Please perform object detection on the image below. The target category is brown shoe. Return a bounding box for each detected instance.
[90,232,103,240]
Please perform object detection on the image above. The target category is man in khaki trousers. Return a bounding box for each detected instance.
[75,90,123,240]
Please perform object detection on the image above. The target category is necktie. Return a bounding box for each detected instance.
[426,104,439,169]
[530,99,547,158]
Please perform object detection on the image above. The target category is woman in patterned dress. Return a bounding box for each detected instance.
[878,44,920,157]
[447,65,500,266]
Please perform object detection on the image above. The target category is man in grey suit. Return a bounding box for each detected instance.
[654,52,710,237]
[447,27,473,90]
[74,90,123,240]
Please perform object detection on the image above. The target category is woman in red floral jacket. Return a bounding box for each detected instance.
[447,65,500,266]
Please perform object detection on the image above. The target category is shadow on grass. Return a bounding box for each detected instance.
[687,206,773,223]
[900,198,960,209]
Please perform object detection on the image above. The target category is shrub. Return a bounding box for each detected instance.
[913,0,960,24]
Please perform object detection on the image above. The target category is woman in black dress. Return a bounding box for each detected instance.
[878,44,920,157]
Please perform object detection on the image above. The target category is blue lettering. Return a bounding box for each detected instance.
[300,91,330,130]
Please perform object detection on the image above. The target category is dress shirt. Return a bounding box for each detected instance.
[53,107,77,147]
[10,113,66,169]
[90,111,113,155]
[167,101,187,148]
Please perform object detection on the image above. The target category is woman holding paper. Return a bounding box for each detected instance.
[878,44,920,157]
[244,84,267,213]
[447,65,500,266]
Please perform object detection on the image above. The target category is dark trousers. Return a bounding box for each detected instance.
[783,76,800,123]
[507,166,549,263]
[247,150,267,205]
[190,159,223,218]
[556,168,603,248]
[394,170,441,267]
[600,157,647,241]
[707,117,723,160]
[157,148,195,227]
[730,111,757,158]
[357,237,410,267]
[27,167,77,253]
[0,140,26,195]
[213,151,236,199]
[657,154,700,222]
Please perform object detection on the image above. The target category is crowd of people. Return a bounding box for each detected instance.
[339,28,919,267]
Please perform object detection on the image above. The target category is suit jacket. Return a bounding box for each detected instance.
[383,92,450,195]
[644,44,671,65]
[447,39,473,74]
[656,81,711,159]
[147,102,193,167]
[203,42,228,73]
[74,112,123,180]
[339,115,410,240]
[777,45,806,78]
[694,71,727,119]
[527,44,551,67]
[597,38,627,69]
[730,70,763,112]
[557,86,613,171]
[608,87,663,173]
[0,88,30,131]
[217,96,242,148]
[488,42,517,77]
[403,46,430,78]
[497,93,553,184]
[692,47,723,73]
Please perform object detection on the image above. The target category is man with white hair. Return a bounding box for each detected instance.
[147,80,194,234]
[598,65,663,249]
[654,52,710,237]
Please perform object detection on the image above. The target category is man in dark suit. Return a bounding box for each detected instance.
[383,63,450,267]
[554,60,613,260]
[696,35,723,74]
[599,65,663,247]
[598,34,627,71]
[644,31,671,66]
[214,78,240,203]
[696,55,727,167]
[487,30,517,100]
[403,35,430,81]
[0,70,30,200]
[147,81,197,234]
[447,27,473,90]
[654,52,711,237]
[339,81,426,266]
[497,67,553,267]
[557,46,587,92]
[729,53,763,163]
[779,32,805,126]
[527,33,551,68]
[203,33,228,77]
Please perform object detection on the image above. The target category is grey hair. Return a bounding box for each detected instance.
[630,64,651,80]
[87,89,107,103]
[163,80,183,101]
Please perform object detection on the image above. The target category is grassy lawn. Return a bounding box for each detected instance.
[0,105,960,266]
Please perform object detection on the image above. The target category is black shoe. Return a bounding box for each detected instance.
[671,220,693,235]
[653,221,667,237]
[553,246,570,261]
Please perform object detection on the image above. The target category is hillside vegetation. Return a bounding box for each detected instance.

BRIEF: Copy out the records exactly, everything from the line containing "is woman holding" down to the line containing "[657,154,700,222]", with both of those lines included.

OUTPUT BELOW:
Please perform object detection on the image above. The target category is woman holding paper. Return a bounding box for each detected instance.
[878,44,920,157]
[244,84,267,213]
[447,65,500,266]
Please perform object detection on the image above. The target category is dark trousers. Return a bounding box for each detected instance.
[783,76,800,123]
[507,166,549,263]
[247,150,267,205]
[190,159,223,218]
[556,168,603,248]
[394,170,441,267]
[600,157,647,241]
[707,117,723,160]
[157,148,195,227]
[730,111,757,158]
[357,237,410,267]
[27,167,77,253]
[0,140,26,195]
[213,151,236,199]
[657,154,700,222]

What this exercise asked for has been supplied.